▶ _Text block_:
● ● ● ●

Argued Nov. 1, 1996. Decided Dec. 31, 1996

Appeal from the United States District Court for the Northern District of West Virginia, at Wheeling. Frederick P. Stamp, Jr., Chief District Judge. (CR-95-10)

George Alan DuBois, Assistant Federal Public Defender, Raleigh, North Carolina, for Appellant.

Samuel Gerald Nazzaro, Jr., Assistant United States Attorney, Wheeling, West Virginia, for Appellee.

ON BRIEF: William D. Wilmoth, United States Attorney, Wheeling, West Virginia, for Appellee.

N.D.W. Va.


Before NIEMEYER, MICHAEL, and MOTZ, Circuit Judges.



Lori Lee Kasprowski appeals from the sentence imposed by the district court pursuant to her conviction under 21 U.S.C. §§ 841(a) (1) & 860. Kasprowski contends that the court erred in its determination of her relevant conduct under U.S.S.G. § 1B1.3 and in its refusal to decrease her offense level for acceptance of responsibility under U.S.S.G. § 3E1.1. Finding no error in the district court's determinations, we affirm.

In 1994 Kasprowski lived in a Wheeling, West Virginia, apartment with Raymond Prayear, Sr., her boyfriend. During the summer of 1994 Prayear became the target of an investigation by the Ohio Valley Drug Task Force, a law enforcement team consisting of local, state, and federal agents. This task force sent a confidential informant to Prayear and Kasprowski's apartment on July 26, 1994. The informant was supplied with $260: $60 to pay off a past debt to Prayear and $200 to purchase crack cocaine from Prayear. However, when the informant arrived at the apartment only Kasprowski was at home. Kasprowski agreed to handle the transaction; she accepted the money and gave the informant 1.49 grams of crack cocaine, which she retrieved from a dresser drawer in the bedroom. In a discussion taped by the informant, Kasprowski acknowledged that she was "taking the risk" by conducting the drug sale without Prayear. Additionally, Kasprowski indicated that she counted the money from Prayear's drug transactions and that Prayear had directed her to "take care of business" during his absence.

Kasprowski was not present for the informant's next purchase from Prayear on July 28. However, she was in the apartment when the informant returned on August 1 and bought $200 worth of crack cocaine from Prayear. Although Kasprowski played no active role in the August 1 transaction, she told the informant that she planned to give certain individuals code numbers for use with Prayear's beeper. A final drug transaction took place at the apartment on August 2. The informant, along with an undercover state trooper, purchased 4.65 grams of crack cocaine from Prayear. Kasprowski again was present but did not take part in the sale. The informant was wired for the transactions of August 1 and 2.

On April 18, 1995, Kasprowski was indicted on two counts: conspiracy to possess crack cocaine with the intent to distribute, see 21 U.S.C. § 841(a) (1), and aiding or abetting the distribution of crack cocaine within 1,000 feet of a playground, see 21 U.S.C. §§ 841(a) (1) & 860. Kasprowski entered into a plea agreement with the government on June 6, 1995. According to the agreement, Kasprowski would plead guilty to the aiding or abetting count, and the government would move to dismiss the conspiracy count. The parties also stipulated that the total relevant conduct for Kasprowski would be at least one but not more than two grams of crack cocaine. However, the agreement expressly acknowledged that the court would not be bound by this stipulation.

● ● ● ●

▶ _Exercise requirements_:
(a) In the Kasprowski sentencing opinion, how many grams of crack cocaine did Kasprowski hand the informant on July 26, 1994?
(b) Write the next part of the Kasprowski sentencing opinion, picking up after its last sentence about the stipulation.
The listing that comes next is not needed here.

▶ _Supplied information_:
● ● ● ●

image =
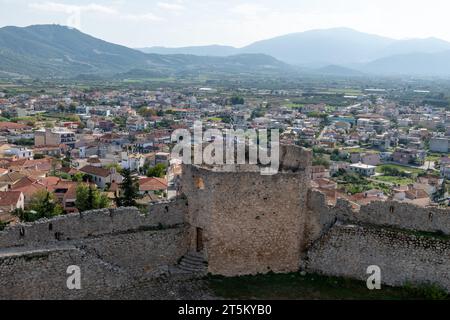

● ● ● ●

▶ _Answers in order_:
(a) 1.49 grams.

(b)
After Kasprowski's plea, the probation officer prepared a presentence report (PSR). Two matters in the PSR were (and still are) contested by Kasprowski. First, the officer reported that the relevant conduct for Kasprowski's offense should include not only the July 26 sale made by Kasprowski but also the August 1 and 2 sales when she was present. The addition of the August sales changed the underlying amount of crack cocaine from 1.49 grams to 7.72 grams and changed Kasprowski's initial base offense level from 18 to 26.1  Second, the officer refused to recommend a downward departure for acceptance of responsibility because Kasprowski had violated conditions of her pretrial release. While on release Kasprowski had tested positive for cocaine metabolites, had failed to report to the pretrial services offi cer, had failed to report a change of her address, and had left her home district without permission.2 

Both Kasprowski and the government objected to the PSR's relevant conduct determination, and Kasprowski objected because no adjustment for acceptance of responsibility was recommended. The probation officer responded to the objections in a written report, but he declined to revise the PSR. At the sentencing hearing, Kasprowski presented testimony by Prayear, who claimed that Kasprowski's involvement in his drug-trafficking business was limited to the July 26 transaction. After considering the evidence, including the tapes of the several transactions, the district court confirmed the findings in the PSR as to relevant conduct and the failure to accept responsibility. The court did depart downward four levels (from 28 to 24) because the informant's tape recordings of the August 1 and 2 sales were not made available to Kasprowski until the date of sentencing. The court sentenced Kasprowski to 51 months in prison, and she now appeals her sentence.

Kasprowski argues that the district court erred by (a) miscalculating her underlying relevant conduct and (b) refusing to depart downward based on her acceptance of responsibility.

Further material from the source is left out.